Provided data:

● ● ● ●

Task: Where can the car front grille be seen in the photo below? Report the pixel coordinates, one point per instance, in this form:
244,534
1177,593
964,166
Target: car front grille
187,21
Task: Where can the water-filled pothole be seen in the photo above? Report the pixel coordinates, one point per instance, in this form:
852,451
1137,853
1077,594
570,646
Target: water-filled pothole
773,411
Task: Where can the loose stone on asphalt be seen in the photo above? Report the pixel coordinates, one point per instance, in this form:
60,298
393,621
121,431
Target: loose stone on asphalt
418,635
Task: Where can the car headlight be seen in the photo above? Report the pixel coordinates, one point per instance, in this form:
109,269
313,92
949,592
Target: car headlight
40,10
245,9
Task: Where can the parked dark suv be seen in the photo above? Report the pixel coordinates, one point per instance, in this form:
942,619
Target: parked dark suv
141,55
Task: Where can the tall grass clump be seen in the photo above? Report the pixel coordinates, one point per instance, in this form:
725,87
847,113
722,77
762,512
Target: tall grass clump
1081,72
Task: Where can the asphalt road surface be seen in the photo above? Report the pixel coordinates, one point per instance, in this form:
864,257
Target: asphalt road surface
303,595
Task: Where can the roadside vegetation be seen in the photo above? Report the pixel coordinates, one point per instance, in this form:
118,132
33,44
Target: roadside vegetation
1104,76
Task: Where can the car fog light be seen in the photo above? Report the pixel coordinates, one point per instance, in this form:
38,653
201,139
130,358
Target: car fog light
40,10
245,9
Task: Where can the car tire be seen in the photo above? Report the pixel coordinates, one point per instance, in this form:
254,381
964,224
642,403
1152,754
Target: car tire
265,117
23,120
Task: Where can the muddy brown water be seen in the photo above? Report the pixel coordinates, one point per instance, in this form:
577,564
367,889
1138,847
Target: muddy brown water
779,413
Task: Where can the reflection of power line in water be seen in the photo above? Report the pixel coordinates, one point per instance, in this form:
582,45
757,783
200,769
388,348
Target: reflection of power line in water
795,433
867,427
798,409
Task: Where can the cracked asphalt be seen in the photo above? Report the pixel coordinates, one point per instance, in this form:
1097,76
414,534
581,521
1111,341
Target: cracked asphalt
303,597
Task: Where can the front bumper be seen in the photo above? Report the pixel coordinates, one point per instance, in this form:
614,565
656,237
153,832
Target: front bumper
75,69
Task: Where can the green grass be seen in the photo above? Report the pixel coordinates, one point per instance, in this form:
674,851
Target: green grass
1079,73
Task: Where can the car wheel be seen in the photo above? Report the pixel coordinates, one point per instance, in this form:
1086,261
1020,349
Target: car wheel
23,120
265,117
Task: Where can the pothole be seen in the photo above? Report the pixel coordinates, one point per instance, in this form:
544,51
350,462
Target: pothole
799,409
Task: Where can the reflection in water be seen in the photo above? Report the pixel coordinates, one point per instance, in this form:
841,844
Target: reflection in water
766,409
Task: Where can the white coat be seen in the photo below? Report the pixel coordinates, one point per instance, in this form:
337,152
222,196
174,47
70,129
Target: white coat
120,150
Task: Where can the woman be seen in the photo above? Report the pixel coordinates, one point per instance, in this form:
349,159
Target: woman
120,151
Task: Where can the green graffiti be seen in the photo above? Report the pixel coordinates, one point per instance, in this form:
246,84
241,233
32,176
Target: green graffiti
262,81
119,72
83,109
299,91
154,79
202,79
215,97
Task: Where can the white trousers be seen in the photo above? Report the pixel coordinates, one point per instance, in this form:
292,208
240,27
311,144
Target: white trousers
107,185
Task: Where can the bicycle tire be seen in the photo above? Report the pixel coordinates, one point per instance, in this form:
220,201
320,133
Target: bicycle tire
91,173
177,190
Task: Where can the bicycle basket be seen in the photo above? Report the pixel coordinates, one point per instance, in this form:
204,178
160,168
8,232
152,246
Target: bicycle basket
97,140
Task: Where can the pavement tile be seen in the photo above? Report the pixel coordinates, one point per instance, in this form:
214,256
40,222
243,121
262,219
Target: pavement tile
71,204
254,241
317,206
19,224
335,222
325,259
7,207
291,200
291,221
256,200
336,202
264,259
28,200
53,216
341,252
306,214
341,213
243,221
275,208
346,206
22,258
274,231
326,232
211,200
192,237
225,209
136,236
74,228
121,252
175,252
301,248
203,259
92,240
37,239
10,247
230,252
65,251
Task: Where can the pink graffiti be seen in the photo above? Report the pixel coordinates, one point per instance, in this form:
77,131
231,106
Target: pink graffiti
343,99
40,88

● ● ● ●

Only the lines from the one containing "Task: Where can the pink" through the end of the material should be reproduced, exactly, with both ends included.

Result of the exercise:
Task: Where can the pink graffiti be seen in the photo above? Report the pixel coordinates, one point per instance, in this form:
77,131
231,106
Target: pink graffiti
343,99
40,88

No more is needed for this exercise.